- [REQUIRED TASK]
From the line containing "the lemon in mesh" to the end of the listing, write out every line exactly; leave out everything else.

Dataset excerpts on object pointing

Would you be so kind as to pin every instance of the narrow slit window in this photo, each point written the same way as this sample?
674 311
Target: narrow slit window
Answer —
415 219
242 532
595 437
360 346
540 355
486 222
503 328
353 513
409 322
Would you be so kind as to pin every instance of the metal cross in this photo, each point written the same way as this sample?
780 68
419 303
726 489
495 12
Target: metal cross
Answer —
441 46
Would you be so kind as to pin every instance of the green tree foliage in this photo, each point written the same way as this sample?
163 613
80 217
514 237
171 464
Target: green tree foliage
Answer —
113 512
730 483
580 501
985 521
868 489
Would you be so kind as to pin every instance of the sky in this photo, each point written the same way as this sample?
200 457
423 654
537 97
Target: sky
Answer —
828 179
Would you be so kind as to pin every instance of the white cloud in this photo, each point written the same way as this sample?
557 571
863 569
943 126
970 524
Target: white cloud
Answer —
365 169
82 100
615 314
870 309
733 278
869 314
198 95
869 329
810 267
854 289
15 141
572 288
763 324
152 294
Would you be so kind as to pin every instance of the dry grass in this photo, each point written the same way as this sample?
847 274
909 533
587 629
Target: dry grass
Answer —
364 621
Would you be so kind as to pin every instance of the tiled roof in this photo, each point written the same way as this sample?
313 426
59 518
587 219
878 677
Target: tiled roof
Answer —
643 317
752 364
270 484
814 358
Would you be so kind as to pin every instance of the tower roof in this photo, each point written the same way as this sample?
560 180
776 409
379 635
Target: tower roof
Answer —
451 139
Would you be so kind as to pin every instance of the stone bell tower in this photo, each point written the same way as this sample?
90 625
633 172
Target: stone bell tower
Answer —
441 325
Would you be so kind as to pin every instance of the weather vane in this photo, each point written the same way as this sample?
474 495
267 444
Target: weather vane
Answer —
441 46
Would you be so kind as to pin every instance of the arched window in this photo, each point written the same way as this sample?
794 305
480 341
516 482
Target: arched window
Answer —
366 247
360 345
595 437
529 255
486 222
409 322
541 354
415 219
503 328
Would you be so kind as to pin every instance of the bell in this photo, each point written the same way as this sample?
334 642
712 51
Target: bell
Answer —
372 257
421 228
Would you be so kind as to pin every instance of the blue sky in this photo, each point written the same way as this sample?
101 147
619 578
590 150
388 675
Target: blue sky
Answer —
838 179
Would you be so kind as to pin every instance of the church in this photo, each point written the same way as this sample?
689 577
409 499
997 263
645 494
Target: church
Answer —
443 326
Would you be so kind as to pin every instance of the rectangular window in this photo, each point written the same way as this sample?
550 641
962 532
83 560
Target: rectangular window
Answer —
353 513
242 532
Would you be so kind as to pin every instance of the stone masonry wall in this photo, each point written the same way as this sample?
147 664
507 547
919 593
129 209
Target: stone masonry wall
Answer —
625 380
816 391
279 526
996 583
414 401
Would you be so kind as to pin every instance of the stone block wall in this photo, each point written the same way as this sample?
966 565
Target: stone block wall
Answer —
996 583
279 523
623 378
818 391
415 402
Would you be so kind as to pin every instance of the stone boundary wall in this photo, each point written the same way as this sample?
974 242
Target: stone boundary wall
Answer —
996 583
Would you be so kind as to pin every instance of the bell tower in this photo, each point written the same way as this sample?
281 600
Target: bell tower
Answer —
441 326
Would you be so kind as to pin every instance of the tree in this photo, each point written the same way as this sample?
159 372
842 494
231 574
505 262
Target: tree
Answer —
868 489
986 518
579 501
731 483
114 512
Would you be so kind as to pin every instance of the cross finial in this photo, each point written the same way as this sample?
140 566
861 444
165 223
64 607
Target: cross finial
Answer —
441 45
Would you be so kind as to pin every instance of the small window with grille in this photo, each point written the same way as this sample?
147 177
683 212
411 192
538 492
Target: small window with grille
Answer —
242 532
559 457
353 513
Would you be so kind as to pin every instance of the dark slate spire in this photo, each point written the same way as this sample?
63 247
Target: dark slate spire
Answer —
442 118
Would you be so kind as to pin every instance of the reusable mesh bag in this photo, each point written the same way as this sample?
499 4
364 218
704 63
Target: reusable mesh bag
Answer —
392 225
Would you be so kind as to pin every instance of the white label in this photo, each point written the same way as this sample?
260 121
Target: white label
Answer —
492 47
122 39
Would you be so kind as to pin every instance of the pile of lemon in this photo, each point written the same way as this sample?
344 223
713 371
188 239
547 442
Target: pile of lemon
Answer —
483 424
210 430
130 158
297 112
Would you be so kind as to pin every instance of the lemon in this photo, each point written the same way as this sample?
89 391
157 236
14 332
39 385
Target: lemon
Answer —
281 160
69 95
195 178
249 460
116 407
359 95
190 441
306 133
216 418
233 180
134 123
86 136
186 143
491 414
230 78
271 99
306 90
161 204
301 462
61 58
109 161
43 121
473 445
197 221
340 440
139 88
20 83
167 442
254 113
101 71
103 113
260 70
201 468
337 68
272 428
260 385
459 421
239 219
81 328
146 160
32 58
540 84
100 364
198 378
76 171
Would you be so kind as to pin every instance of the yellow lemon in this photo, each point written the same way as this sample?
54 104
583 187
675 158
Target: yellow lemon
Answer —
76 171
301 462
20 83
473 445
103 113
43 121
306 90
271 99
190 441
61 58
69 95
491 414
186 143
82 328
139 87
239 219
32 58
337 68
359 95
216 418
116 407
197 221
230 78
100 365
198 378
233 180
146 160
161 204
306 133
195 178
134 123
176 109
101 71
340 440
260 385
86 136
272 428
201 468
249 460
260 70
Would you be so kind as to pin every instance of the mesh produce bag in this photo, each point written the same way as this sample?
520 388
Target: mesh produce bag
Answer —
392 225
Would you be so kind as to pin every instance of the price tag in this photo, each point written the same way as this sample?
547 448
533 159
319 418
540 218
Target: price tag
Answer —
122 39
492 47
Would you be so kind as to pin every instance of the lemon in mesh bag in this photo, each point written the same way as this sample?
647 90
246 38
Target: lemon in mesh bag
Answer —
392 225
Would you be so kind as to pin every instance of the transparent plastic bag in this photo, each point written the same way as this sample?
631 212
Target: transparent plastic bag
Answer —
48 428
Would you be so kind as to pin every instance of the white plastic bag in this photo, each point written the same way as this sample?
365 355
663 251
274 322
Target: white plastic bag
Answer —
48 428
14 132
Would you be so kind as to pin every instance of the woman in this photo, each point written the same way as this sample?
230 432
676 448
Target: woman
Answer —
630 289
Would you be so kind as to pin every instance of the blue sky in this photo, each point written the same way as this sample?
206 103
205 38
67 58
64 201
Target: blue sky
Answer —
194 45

- [TASK SOLUTION]
Would you be so kind as to pin every instance of the lemon in mesh bag in this photo, each point written the same way as this sample?
647 90
246 38
Target: lemon in mesh bag
Answer —
392 225
Would you be so kind as to pin every instance of the transparent plastic bag in this photo, each point written the same way as this sample?
631 212
Target: transparent plastic bag
Answer —
48 428
Would you be so kind as to pin every instance of the white plastic bag in this photo, each point written the same way as this sample?
365 355
663 251
274 322
Target: white plastic bag
Answer —
48 428
14 132
Would you be so kind as to pin every instance of the woman in this photo, each point written the same way as this sample?
230 432
676 448
Target: woman
Answer —
630 289
Would you be so kind as to pin every instance of the blue sky in this photo, each point written the same way as this sample?
206 103
205 38
67 58
64 201
Target: blue sky
Answer —
194 45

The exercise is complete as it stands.